WHAT THE TASK ASKS: Everything from the line that contains "One point belongs to every instance of the jean" through the final line of the records below should be quoted exactly, except the pictures.

RECORDS TO PROCESS:
◆ ◆ ◆ ◆ ◆ ◆ ◆

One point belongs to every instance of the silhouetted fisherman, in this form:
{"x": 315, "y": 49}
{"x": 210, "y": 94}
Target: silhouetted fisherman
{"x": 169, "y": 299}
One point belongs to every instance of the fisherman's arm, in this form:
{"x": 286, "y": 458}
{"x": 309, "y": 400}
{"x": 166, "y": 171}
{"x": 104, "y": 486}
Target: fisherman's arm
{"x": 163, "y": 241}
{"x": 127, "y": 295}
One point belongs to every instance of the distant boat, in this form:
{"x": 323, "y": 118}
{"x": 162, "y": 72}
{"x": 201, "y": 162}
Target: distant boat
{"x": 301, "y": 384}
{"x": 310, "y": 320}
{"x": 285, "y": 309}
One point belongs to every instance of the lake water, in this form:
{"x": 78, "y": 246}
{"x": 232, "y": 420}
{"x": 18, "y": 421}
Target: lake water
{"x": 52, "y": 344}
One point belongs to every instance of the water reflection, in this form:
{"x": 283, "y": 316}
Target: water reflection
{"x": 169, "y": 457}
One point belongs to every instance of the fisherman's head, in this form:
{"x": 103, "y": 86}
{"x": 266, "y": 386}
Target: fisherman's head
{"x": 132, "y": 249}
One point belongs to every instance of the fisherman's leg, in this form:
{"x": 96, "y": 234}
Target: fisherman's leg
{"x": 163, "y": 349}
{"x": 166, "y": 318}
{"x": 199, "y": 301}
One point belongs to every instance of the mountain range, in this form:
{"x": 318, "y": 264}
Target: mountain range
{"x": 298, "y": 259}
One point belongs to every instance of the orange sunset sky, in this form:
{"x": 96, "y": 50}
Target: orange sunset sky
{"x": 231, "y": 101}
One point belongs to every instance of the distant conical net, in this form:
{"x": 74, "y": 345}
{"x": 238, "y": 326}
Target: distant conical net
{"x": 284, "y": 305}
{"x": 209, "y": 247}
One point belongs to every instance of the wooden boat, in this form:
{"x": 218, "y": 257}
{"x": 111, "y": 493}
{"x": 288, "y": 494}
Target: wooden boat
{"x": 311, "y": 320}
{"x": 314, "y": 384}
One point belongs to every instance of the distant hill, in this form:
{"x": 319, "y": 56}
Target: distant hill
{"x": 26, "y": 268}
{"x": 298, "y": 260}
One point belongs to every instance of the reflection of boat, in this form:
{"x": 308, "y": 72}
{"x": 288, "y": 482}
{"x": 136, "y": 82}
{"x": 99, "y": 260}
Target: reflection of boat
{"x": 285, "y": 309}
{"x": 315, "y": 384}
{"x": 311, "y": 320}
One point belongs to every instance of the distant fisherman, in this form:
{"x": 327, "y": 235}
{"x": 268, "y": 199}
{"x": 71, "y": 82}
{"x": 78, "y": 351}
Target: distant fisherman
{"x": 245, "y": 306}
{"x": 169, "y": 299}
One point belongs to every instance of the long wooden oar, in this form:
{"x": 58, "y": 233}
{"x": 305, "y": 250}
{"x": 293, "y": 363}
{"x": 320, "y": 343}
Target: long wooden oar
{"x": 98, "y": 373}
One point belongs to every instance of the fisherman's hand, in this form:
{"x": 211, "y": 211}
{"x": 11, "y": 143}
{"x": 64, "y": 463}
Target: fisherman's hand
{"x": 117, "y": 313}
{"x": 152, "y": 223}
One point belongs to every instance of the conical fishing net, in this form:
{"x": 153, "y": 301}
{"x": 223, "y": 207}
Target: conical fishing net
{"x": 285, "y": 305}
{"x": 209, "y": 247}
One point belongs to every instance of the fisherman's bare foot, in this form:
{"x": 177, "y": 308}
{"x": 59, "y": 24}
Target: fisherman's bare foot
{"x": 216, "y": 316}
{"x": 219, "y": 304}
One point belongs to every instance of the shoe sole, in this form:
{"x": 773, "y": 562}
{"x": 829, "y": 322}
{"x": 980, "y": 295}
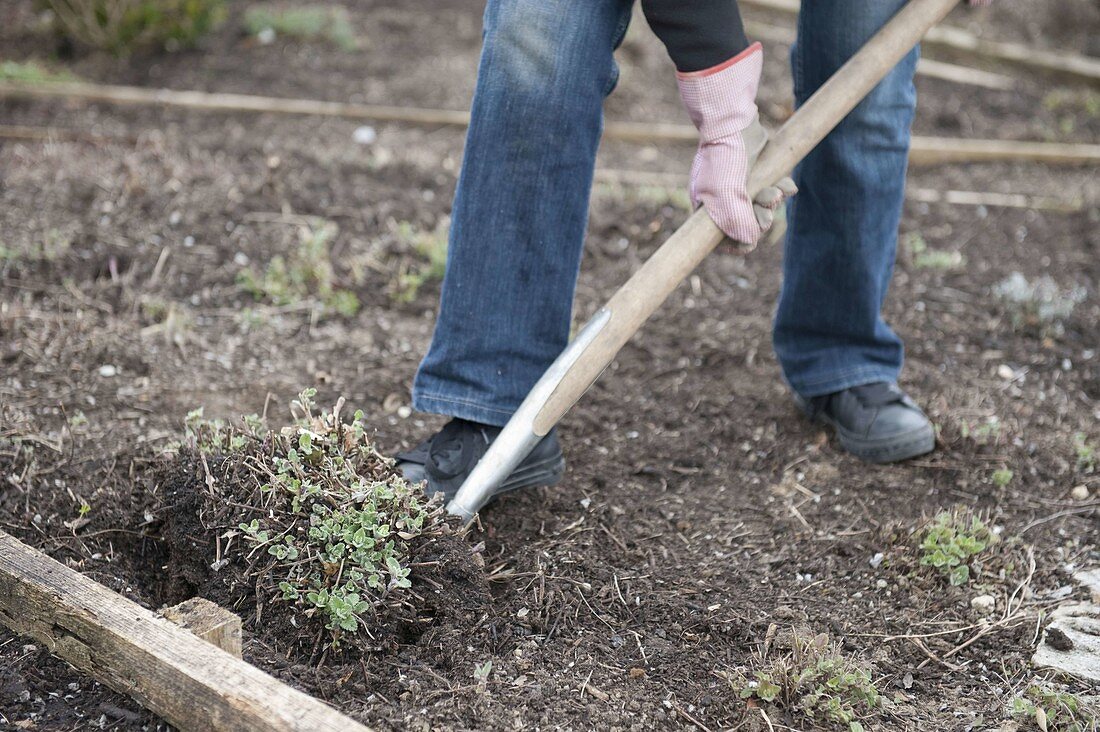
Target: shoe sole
{"x": 894, "y": 448}
{"x": 880, "y": 451}
{"x": 538, "y": 474}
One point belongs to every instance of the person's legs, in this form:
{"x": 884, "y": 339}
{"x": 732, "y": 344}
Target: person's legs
{"x": 520, "y": 209}
{"x": 843, "y": 225}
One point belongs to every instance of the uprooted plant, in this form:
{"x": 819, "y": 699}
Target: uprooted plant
{"x": 318, "y": 520}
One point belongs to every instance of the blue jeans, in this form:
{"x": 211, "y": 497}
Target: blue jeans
{"x": 519, "y": 215}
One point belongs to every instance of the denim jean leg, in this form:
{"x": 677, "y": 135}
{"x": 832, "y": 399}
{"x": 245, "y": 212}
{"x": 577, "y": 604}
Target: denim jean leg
{"x": 520, "y": 209}
{"x": 843, "y": 226}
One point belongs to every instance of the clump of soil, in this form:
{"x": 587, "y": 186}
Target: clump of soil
{"x": 310, "y": 536}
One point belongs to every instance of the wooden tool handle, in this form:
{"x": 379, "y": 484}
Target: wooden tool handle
{"x": 682, "y": 252}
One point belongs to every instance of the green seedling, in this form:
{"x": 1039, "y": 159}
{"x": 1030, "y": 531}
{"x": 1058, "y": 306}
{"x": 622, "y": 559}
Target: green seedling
{"x": 1086, "y": 454}
{"x": 334, "y": 523}
{"x": 122, "y": 26}
{"x": 482, "y": 670}
{"x": 430, "y": 248}
{"x": 814, "y": 679}
{"x": 329, "y": 23}
{"x": 925, "y": 258}
{"x": 306, "y": 275}
{"x": 1055, "y": 711}
{"x": 649, "y": 195}
{"x": 953, "y": 543}
{"x": 32, "y": 73}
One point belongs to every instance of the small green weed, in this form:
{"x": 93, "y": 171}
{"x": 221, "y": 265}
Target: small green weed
{"x": 334, "y": 522}
{"x": 431, "y": 248}
{"x": 813, "y": 679}
{"x": 1055, "y": 711}
{"x": 952, "y": 544}
{"x": 32, "y": 73}
{"x": 925, "y": 258}
{"x": 329, "y": 23}
{"x": 121, "y": 26}
{"x": 1086, "y": 454}
{"x": 306, "y": 275}
{"x": 53, "y": 247}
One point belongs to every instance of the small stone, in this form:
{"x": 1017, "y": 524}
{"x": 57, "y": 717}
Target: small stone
{"x": 364, "y": 135}
{"x": 983, "y": 603}
{"x": 1058, "y": 640}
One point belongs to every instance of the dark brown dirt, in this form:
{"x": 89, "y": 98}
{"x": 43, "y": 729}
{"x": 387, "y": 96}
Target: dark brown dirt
{"x": 700, "y": 509}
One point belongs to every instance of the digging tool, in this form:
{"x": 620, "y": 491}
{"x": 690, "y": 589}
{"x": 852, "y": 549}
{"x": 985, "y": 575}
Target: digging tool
{"x": 597, "y": 343}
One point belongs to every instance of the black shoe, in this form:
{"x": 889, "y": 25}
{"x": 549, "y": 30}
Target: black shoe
{"x": 446, "y": 459}
{"x": 877, "y": 423}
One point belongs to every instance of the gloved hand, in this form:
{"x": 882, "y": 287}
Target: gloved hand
{"x": 722, "y": 102}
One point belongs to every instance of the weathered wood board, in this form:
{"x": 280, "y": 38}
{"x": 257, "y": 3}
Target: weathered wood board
{"x": 185, "y": 679}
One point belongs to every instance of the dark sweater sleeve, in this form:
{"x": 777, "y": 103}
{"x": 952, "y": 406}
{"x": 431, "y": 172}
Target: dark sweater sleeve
{"x": 697, "y": 33}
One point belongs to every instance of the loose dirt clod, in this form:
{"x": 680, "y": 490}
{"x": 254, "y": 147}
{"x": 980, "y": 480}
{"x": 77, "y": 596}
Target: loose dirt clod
{"x": 308, "y": 524}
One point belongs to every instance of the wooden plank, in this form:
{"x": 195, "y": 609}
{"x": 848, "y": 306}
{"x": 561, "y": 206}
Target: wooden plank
{"x": 208, "y": 621}
{"x": 953, "y": 39}
{"x": 923, "y": 151}
{"x": 934, "y": 151}
{"x": 186, "y": 680}
{"x": 936, "y": 69}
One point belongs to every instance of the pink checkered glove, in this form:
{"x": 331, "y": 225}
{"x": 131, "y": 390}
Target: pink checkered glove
{"x": 722, "y": 102}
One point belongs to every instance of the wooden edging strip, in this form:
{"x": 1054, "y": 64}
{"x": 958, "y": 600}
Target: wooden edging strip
{"x": 936, "y": 69}
{"x": 923, "y": 151}
{"x": 960, "y": 41}
{"x": 186, "y": 680}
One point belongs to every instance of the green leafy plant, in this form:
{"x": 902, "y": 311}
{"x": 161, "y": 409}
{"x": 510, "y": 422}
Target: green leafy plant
{"x": 329, "y": 23}
{"x": 431, "y": 249}
{"x": 334, "y": 521}
{"x": 925, "y": 258}
{"x": 952, "y": 544}
{"x": 307, "y": 274}
{"x": 813, "y": 679}
{"x": 1086, "y": 454}
{"x": 121, "y": 26}
{"x": 32, "y": 73}
{"x": 1055, "y": 711}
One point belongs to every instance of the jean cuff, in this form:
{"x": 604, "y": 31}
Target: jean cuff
{"x": 461, "y": 408}
{"x": 842, "y": 381}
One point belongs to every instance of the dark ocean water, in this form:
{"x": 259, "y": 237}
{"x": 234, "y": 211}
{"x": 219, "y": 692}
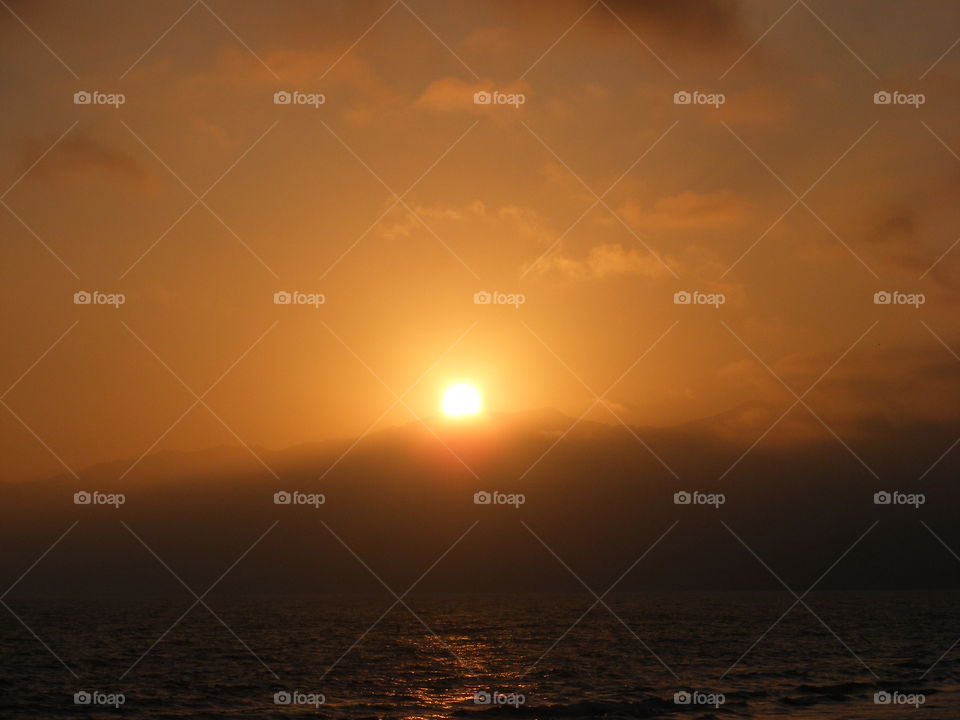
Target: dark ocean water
{"x": 525, "y": 653}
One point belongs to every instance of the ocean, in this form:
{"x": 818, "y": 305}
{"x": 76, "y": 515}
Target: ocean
{"x": 639, "y": 655}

◆ ◆ ◆ ◆ ◆ ◆ ◆

SOLUTION FOR THIS EXERCISE:
One point belongs to every instance of the jean cuff, in this form:
{"x": 604, "y": 31}
Target: jean cuff
{"x": 461, "y": 408}
{"x": 842, "y": 381}
One point belongs to every instance of the dark ocean water, in this form:
{"x": 259, "y": 237}
{"x": 234, "y": 211}
{"x": 219, "y": 692}
Target: dark ocean water
{"x": 525, "y": 653}
One point belongs to every instance of the ocean, in this form:
{"x": 818, "y": 305}
{"x": 76, "y": 515}
Target: ocean
{"x": 639, "y": 655}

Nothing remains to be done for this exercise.